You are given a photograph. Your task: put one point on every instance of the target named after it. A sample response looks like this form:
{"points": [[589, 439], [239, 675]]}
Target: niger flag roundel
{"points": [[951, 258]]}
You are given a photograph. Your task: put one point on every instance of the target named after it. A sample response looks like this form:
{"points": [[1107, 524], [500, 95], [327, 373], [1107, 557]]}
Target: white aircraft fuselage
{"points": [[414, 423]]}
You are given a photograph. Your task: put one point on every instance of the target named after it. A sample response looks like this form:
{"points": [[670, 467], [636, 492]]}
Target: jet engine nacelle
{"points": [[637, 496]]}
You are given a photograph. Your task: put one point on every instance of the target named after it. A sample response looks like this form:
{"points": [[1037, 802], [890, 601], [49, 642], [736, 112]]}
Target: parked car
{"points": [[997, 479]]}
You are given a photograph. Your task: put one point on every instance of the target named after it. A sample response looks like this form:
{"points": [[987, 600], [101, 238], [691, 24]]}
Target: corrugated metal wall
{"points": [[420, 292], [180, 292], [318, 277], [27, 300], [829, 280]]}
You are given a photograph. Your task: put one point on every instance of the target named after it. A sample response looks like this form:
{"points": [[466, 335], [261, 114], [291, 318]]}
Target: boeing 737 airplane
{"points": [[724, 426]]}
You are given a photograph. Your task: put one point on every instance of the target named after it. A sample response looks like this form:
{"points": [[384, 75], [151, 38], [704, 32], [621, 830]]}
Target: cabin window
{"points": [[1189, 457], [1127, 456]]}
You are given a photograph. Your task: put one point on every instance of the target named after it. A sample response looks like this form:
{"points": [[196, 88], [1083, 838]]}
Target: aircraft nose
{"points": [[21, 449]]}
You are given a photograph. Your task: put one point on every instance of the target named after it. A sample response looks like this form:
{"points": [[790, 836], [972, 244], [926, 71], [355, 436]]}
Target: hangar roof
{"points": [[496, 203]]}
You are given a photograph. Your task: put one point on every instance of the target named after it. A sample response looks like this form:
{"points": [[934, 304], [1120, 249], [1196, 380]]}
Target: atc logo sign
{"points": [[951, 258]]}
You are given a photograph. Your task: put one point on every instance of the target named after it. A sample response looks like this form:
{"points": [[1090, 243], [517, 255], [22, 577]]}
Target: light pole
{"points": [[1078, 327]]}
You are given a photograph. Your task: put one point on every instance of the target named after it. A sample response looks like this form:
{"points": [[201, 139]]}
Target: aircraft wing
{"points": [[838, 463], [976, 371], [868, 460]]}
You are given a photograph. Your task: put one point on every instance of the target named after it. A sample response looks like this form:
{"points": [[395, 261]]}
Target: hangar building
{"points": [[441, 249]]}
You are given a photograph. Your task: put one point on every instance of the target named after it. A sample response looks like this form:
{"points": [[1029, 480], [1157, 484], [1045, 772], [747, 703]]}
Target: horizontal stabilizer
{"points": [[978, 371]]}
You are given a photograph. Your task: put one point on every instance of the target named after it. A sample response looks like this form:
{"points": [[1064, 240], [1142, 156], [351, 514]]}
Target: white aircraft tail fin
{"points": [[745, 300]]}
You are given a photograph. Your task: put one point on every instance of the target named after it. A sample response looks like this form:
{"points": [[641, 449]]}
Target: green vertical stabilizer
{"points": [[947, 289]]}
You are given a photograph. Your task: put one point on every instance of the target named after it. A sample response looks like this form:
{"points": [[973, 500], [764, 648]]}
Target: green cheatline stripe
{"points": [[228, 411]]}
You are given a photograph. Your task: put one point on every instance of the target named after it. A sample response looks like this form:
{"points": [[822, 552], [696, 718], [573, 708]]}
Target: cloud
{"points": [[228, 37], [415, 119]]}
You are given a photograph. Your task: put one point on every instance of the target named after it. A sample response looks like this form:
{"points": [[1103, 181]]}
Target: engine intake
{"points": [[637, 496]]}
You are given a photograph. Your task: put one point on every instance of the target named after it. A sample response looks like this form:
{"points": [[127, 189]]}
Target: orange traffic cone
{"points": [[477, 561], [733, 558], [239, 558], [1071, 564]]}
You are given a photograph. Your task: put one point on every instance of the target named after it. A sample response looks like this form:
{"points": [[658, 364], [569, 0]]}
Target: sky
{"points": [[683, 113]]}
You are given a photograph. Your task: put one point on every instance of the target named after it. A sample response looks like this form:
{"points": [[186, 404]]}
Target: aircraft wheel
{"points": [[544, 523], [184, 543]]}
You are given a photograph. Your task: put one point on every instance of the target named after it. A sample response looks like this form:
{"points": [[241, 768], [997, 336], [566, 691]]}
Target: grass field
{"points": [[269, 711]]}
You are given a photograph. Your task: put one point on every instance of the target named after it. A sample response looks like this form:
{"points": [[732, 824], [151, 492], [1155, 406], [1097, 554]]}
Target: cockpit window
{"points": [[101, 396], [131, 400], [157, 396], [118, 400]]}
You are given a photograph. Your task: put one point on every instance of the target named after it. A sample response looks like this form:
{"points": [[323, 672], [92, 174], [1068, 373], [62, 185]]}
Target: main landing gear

--------------------

Short task >> Extract all of the data above without altering anything.

Solved problem >>
You are given a photograph. Your task: put one point on every instance of the target named after it. A sample response looks like this form:
{"points": [[589, 439], [239, 675]]}
Target: niger flag roundel
{"points": [[951, 258]]}
You are given a photograph. Your task: put one point on every instance of the target named after it. A sample response looks like this form:
{"points": [[1107, 524], [500, 95], [327, 373], [1107, 557]]}
Target: white aircraft fuselage
{"points": [[414, 423]]}
You are given a photograph. Your task: put one point on every instance of the target named after it. A sample response looks like this form:
{"points": [[670, 467], [636, 492]]}
Target: jet engine nacelle
{"points": [[637, 496]]}
You are given a photograph. Your task: put one point on every instance of the target named after it. A sample response looks like this form:
{"points": [[1037, 802], [890, 601], [49, 642], [736, 112]]}
Target: parked car
{"points": [[997, 479]]}
You are given a photograph. Your task: put one point on every instance of the target named after it. A sample response looks like this form:
{"points": [[987, 600], [101, 238], [691, 24]]}
Target: corrugated metal wall
{"points": [[420, 292], [180, 292], [318, 277], [27, 300], [829, 280]]}
You are given a photograph. Your task: put one point on every instance of the target named after it. A sample response looks like this form:
{"points": [[466, 335], [261, 114], [291, 318]]}
Target: boeing 737 airplane
{"points": [[724, 426]]}
You are given a photograph. Your task: put one point on every instance of the target named after it. A sample response looks like this form:
{"points": [[384, 75], [151, 38], [704, 32], [621, 830]]}
Target: cabin window
{"points": [[1189, 457], [1127, 456]]}
You are given a photograph. Your task: put one point on every instance of the target named after it. A sample response looks like this form:
{"points": [[196, 88], [1083, 838]]}
Target: aircraft nose
{"points": [[21, 449]]}
You are given a photograph. Your task: put one point on every instance of the target named after it. A sample response looks like this form:
{"points": [[790, 836], [972, 244], [926, 71], [355, 436]]}
Target: hangar roof
{"points": [[496, 203]]}
You are given a photograph. Your task: put one point on every instance of the target named after it. A sample response looks like this form:
{"points": [[934, 304], [1120, 249], [1196, 380]]}
Target: atc logo sign
{"points": [[951, 258]]}
You are given a photograph. Your task: put one point on every instance of the target named after it. A sample response looks like this form:
{"points": [[1090, 243], [517, 255], [22, 577]]}
Target: light pole
{"points": [[1078, 327]]}
You are given a photograph. Your task: put one point on every instance of the target named after it. A sample response looks like this form:
{"points": [[201, 139]]}
Target: aircraft wing
{"points": [[838, 463], [976, 371], [868, 460]]}
You are given a photograph. Your task: put one point on every instance of the target named after it. A sample response looks like this form:
{"points": [[395, 261]]}
Target: hangar building
{"points": [[441, 249]]}
You are given a photograph. Your task: put one point on every instance of the target named after it. A sample response looks like this form:
{"points": [[1029, 480], [1157, 484], [1045, 772], [747, 703]]}
Target: horizontal stabilizer
{"points": [[978, 371]]}
You are given a photograph. Your task: put one point on every instance of the target named after it. A sample response looks like this form:
{"points": [[1064, 240], [1142, 156], [351, 514]]}
Target: white aircraft tail fin
{"points": [[745, 300]]}
You are given a photograph. Your task: put one point on every instance of the target named after it. A sample response looks like this form:
{"points": [[641, 449]]}
Target: green vertical stabilizer
{"points": [[947, 289]]}
You are given a photograph. Your task: put one point on every instance of the target named after it. A sample response looks like this form:
{"points": [[973, 500], [764, 648]]}
Target: green cheatline stripe
{"points": [[228, 411]]}
You are given a photograph. Your task: put one point on every instance of the target named after it. A sample response looks like this form:
{"points": [[822, 552], [696, 718], [573, 708]]}
Target: cloud
{"points": [[228, 37], [415, 119]]}
You are given a photograph. Your task: put one point on every instance of the target named after it. A sample response looks like this form:
{"points": [[1103, 181]]}
Target: engine intake
{"points": [[637, 496]]}
You are given a photograph. Your task: put one point on every instance of the target named after it. A sample response looks like this form:
{"points": [[127, 189]]}
Target: orange traffic cone
{"points": [[477, 561], [733, 558], [239, 558], [1071, 564]]}
You are given a photograph. Your task: put one point on every instance of the target named after it. A sample response looks like this form:
{"points": [[658, 364], [569, 0]]}
Target: sky
{"points": [[683, 113]]}
You are given a photograph. Your task: put one point on every instance of the target named after it. A sample response looks like this form:
{"points": [[186, 404]]}
Target: aircraft wheel
{"points": [[544, 523], [184, 543]]}
You are given a photograph. Your task: put one point on every instance of the target named after it. A sample response looks like this form:
{"points": [[241, 768], [997, 336], [566, 691]]}
Target: grass field
{"points": [[269, 711]]}
You are given a photograph. Your task: put one point on every instance of the target named after it. A sample response looks like this form:
{"points": [[732, 824], [151, 492], [1155, 406], [1097, 554]]}
Target: cockpit window
{"points": [[101, 396], [131, 400], [157, 396], [118, 400]]}
You are given a photograph. Your task: put one point on every instance of the target named after it. A sample response looks like this form:
{"points": [[323, 672], [92, 174], [1068, 373], [62, 185]]}
Target: main landing gear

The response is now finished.